┌─ Passage provided
Albert Camus, the outsider, is still dividing opinion in Algeria 50 years after his death

This article is more than 14 years old
Plans to honour the Nobel prize-winning author in his country of birth have sparked a row over his stance on Algerian independence

"What they did not like," wrote Albert Camus of his fictionalised double in his unfinished last novel, The First Man, "was the Algerian in him."

Fifty years after the death of the Nobel prize-winning author of The Outsider, it appears that it is the Frenchman in the Algerian-born Camus that Algerians don't like: the colonial taint.

For while France has enthusiastically marked last month's 50th anniversary of his death in a car crash with his publisher Michel Gallimard near the French town of Sens, planned celebrations of Camus's life and works in Algeria have been described either as un flop or invited hostility, dividing Algerian intellectuals over the writer's political legacy in a country where he is rarely taught in its schools.

The latest row over how Camus should be remembered comes hard on the heels of French President Nicolas Sarkozy's controversial suggestion that Camus's remains be re-interred inside the Panthéon alongside other giants of French literature including Victor Hugo, Rousseau and Voltaire, a move opposed by many on France's left, as well as Camus's own son, who believe the writer would have been appalled by the idea.

It is not, however, Camus's writing that is inspiring hostility in the country of his birth but rather the position he adopted during the Algerian war, a largely isolated humanist stance that emphasised the cost to the war's victims and earned him enemies on both sides.
└─
*Prompt 1*: Copy word for word the stretch of the article on Camus that starts at the words "This article is" and ends after "the colonial taint.".
*Prompt 2*: Decide whether each statement agrees with the article on Camus, answering yes or no and quoting the words that settle it: (a) Camus died in a car crash near the French town of Sens. (b) Camus's son backed the proposal to move his remains into the Panthéon. (c) In Algeria, the hostility toward Camus comes mainly from his writing.
┌─ Dataset content
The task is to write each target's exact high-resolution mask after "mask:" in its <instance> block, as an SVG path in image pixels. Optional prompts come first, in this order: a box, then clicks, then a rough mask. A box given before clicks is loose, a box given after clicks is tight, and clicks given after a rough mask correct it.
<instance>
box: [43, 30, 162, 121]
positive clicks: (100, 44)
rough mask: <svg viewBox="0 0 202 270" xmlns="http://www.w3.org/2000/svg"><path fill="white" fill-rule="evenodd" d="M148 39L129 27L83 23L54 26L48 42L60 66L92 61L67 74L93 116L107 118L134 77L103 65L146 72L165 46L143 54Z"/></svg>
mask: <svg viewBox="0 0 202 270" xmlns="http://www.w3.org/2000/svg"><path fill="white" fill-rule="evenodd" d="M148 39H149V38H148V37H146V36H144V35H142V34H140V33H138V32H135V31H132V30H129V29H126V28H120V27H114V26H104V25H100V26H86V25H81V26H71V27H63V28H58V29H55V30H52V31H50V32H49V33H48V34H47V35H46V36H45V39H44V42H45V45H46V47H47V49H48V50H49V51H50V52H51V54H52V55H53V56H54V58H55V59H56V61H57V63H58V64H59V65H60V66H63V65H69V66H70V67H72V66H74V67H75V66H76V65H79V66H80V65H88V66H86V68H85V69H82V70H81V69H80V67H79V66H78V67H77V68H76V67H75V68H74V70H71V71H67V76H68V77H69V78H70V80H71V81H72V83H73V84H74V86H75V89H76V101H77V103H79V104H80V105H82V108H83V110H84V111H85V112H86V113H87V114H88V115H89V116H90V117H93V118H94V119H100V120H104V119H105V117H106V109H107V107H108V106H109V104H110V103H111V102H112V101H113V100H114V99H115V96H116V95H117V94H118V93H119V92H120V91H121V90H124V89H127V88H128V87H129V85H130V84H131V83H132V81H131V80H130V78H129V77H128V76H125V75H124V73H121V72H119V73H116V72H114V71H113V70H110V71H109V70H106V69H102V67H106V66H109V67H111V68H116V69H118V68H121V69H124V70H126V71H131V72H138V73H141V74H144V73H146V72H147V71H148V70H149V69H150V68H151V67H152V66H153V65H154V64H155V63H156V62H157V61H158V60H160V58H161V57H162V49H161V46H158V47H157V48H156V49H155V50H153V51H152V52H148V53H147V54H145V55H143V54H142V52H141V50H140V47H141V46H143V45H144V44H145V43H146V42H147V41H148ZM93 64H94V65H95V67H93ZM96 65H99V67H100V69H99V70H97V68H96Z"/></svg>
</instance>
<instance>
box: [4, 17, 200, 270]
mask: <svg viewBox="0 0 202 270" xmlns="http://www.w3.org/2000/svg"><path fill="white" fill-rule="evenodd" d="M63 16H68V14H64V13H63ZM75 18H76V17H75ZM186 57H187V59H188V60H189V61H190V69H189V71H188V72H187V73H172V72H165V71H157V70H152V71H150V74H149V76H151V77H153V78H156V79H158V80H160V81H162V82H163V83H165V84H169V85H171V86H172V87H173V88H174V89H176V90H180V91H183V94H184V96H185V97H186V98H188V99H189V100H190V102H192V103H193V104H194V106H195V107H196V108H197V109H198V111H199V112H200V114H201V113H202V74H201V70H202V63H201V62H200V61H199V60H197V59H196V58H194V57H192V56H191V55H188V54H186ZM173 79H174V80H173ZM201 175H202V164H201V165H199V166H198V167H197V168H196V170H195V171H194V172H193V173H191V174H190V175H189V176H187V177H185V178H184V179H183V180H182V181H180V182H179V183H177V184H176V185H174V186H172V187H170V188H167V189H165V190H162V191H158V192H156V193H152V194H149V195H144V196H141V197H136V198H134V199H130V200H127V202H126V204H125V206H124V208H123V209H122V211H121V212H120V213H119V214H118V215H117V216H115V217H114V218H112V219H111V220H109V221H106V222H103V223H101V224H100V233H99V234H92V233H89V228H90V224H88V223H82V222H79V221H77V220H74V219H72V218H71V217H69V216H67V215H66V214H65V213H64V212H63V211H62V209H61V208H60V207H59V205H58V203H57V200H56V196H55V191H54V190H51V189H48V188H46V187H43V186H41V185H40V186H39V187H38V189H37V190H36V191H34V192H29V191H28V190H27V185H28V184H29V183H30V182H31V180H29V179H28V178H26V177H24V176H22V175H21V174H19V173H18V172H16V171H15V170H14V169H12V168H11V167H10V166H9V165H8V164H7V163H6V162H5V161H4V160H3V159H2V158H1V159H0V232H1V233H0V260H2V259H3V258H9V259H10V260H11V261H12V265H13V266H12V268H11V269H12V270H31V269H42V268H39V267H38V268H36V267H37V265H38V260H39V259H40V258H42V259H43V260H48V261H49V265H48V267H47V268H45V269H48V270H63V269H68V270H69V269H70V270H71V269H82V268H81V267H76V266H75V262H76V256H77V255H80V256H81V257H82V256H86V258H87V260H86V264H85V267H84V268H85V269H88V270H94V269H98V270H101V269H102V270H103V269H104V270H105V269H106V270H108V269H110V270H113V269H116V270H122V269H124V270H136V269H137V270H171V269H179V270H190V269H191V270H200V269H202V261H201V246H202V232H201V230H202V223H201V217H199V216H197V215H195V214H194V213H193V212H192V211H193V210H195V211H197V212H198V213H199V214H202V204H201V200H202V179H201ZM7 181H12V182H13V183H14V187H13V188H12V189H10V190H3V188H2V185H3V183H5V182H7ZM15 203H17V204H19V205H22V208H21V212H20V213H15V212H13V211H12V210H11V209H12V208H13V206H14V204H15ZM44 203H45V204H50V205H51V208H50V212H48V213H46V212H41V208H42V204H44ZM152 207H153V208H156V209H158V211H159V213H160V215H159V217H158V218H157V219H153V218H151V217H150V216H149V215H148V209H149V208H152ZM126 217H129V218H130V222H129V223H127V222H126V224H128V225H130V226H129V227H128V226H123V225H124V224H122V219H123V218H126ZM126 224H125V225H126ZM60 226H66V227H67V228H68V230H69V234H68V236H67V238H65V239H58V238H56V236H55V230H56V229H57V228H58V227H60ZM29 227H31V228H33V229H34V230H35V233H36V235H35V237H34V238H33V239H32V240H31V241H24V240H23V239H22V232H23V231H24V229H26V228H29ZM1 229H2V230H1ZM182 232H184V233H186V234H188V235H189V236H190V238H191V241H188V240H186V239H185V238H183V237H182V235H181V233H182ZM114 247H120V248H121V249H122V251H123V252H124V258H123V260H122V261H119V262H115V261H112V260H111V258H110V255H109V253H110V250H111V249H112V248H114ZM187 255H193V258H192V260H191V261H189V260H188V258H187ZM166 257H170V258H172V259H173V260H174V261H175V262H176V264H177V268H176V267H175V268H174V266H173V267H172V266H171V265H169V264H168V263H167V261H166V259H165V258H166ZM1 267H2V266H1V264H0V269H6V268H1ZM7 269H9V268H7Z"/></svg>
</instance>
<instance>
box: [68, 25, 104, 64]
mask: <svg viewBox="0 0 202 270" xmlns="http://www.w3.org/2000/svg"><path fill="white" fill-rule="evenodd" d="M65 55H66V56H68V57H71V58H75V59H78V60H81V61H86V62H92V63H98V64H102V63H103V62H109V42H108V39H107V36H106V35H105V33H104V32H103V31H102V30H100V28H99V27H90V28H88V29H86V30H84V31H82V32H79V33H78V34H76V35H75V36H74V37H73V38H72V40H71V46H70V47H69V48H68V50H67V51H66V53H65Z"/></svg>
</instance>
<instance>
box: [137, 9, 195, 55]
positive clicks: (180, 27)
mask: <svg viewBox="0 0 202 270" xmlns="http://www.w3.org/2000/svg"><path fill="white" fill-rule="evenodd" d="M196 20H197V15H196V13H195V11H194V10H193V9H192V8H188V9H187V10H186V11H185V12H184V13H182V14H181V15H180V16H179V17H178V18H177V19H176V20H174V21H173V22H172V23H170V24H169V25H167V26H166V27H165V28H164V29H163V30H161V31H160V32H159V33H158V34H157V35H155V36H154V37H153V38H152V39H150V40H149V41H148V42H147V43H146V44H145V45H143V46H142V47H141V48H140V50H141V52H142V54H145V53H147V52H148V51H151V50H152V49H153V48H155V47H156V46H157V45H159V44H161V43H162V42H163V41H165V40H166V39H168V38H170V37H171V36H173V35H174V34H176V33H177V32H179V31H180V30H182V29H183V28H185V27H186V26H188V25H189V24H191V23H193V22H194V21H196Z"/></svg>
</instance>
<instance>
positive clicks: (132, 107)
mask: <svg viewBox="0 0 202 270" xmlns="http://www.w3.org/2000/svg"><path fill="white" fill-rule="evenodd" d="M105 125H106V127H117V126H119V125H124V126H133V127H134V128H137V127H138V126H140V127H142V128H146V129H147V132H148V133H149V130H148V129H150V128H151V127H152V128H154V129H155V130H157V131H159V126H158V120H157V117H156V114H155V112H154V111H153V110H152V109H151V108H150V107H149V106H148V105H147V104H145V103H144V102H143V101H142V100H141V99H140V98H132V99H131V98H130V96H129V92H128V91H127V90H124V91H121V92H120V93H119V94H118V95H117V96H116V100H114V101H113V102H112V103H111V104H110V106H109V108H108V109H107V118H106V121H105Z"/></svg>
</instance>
└─
*Exercise response 1*:
This article is more than 14 years old
Plans to honour the Nobel prize-winning author in his country of birth have sparked a row over his stance on Algerian independence

"What they did not like," wrote Albert Camus of his fictionalised double in his unfinished last novel, The First Man, "was the Algerian in him."

Fifty years after the death of the Nobel prize-winning author of The Outsider, it appears that it is the Frenchman in the Algerian-born Camus that Algerians don't like: the colonial taint.

*Exercise response 2*:
(a) Yes: "his death in a car crash with his publisher Michel Gallimard near the French town of Sens"
(b) No: "a move opposed by many on France's left, as well as Camus's own son"
(c) No: "It is not, however, Camus's writing that is inspiring hostility in the country of his birth but rather the position he adopted during the Algerian war"